◆ **Document excerpt**
I Could Simonize My Car

Things That Take Equal or Less Time Than My Mother’s Hair Appointment (6 Hours)

  1. Kenya’s Robert Cheruiyot can run the Boston Marathon two and a half times. [2003 championship time: 2 hours, 10 minutes, 11 seconds.]
  2. The S.S. Minnow can take two tours, providing it doesn’t wash ashore any desert isles. [Tour: Three hours.]
  3. My father can get his hair cut 13 times. [Haircut: 27 minutes.]
  4. The movie theater where they show strange movies in my neighborhood could screen Andrei Tarkofsky’s Solyaris twice. [Running time: 165 minutes.]
  5. I can cook 360 consecutive bowls of minute rice or one bowl of minute rice, one grain at a time. [Cooking time: 60 seconds, you idiot.]
  6. I can get drunk, sober up, and then get drunk all over again. [5 hours, 57 minutes, 32 seconds.]
  7. The characters of “Three’s Company” can have 12 wacky, episodic misadventures based on some sort of miscommunication with hysterical, sexually-charged consequences. [Each episode: 30 minutes, including commercial breaks.]
  8. I can learn how to play the guitar by reading a book called Learn How To Play The Guitar in 6 Hours. [5 hours, 46 minutes, 24 seconds; I’m a quick reader and have a pretty good ear.]
  9. At the quickest I’ve ever done it, I can drive from Binghamton, New York, to Rockland an exit short of three times. [Record: 2 hours, 7 minutes (not counting a fast-food break).]
  10. At the quickest I’ve ever done it, I can have sex 722 times. [Record: 27 seconds (not counting a smoke).]


O.K., Some Things I Can Do in Less Time Than My Aforementioned 27-Second Concerto

  1. Turn off any song by 50 Cent.

◆ **Provided records**
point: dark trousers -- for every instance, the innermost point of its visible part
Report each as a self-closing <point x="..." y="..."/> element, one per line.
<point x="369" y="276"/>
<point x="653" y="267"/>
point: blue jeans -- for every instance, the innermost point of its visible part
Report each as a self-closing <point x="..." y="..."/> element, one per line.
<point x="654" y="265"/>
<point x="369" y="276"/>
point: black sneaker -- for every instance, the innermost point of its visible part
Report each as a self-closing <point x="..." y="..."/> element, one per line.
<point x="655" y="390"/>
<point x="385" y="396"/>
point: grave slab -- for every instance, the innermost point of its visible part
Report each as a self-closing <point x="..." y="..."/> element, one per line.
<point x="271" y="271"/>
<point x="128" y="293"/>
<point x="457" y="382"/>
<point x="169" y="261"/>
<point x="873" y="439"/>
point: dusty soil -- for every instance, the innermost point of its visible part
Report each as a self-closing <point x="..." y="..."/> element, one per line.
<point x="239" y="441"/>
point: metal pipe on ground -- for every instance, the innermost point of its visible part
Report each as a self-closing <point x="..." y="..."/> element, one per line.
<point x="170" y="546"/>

◆ **Required work**
In the humor piece about the mother's hair appointment, how long does the narrator's father's haircut take?

◆ **Solution to the exercise**
27 minutes.